__TEXTE SOURCE__.

**********

Straniero, Diwan : héroïnes

Interviews
Petite joueuse de Céline Straniero et La Fabrication d’un mensonge d'Audrey Diwan affirment le retour des héroïnes dans la littérature. Deux beaux premiers romans où l’association de malfait(rices) est le seul recours à l’aventure. Rencontre avec ces bienfaitrices…

Zone littéraire : Brune et Raphaëlle, les héroïnes de vos romans (Petite joueuse et la Fabrication d’un mensonge), sont confrontées à des personnages féminins très forts voire extrêmes, Alice et Lola. Comment les avez-vous construits ?

Audrey Diwan : Il y a beaucoup de filles qui sont d’abord des genres de Raphaëlle avant de devenir des Lola. Sauf que les deux sont des cas extrêmes. Dans le parcours d’une fille, il y a des moments où on n’est pas très bien, où l’on se cherche et d’autres où il faut trouver une place, être installée. Dans le cadre romanesque, celle qui se cherche est très timide et mal à l’aise et celle qui a trouvé sa place est trop extravertie. Ca donne du sel et du relief dans l’écriture. Moi, j’ai été les deux, petite timide anorexique, puis un peu plus folle mais moins que Lola.

Céline Straniero : Le personnage le moins fort des deux est celui qui est extraverti. C’est plus facile de tomber dans les pièges quand on est comme ça alors que quand on est dans l’observation, on se protège plus facilement. Même si je suis plus proche de Brune, on est forcément un peu des deux personnages, je me sens aussi manipulatrice que manipulée.

A.D. Il y a un quelque chose qui traverse nos deux romans, c’est une histoire d’immaturité. Il y a vraiment deux figures, celle qu’on amène à l’âge adulte, qui est plus dans la réflexion et l’autre qui est dans un refus des codes. C’est un tiraillement aujourd’hui quand on dit que le métier c’est de grandir et que l’on se sent écartelé entre les désirs d’enfant et les exigences d’adulte. Nos personnages traversent ces deux états.

C.S C’est pour cela que j’ai choisi trois personnages : celle qu’on est, celle qu’on aimerait être et celle qui empêche d’être ce qu’on est comme Cindy dans le roman d’Audrey qui est mise de coté.

Il y a des similitudes dans l’esprit de vos deux romans, pourtant très différents par leur style.

A.D. Je suis étonnée que personne n’ait pensé à nous réunir avant cette rencontre. C’est vrai que ce qui nous différencie c’est d’abord le style. Il y a dans Petit Joueuse un sentiment musical que je ne maîtrisais pas du tout. En revanche, dans la construction, on est quand même en train de parler de choses qu’on a vécues, qui sont inscrites dans le caractère de l’époque et qui traversent nos deux romans pour faire émerger des personnages. Pourtant nous ne nous sommes jamais rencontrées, je peux le jurer.

Vous êtes traversées par la même époque ?

A.D. Je voulais parler de l’époque sans pourtant m’y ancrer, je déteste qu’il y ait des marques par exemple. J’ai envie d’une "pop littérature", d’avoir des paysage colorés, des refrains, dire des choses pertinentes avec légèreté. Ce sont des impressions qu’on retrouve chez Céline.

**********

__DONNÉES FOURNIES__.
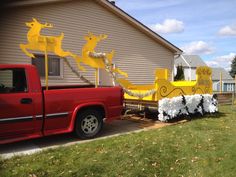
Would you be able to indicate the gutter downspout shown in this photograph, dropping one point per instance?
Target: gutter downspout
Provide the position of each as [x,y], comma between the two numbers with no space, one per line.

**********

__OBJECTIF__.
Dites si chacune des affirmations suivantes concorde avec l'entretien ci-dessus, par oui ou par non, en citant mot pour mot le passage qui tranche. (a) Céline Straniero se dit plus proche de Brune. (b) Audrey Diwan et Céline Straniero s'étaient déjà rencontrées avant cet entretien. (c) Pour Céline Straniero, le personnage extraverti est le plus fort des deux.

__RÉPONSE CI-DESSOUS__.
(a) Oui : « Même si je suis plus proche de Brune »
(b) Non : « Pourtant nous ne nous sommes jamais rencontrées, je peux le jurer. »
(c) Non : « Le personnage le moins fort des deux est celui qui est extraverti. »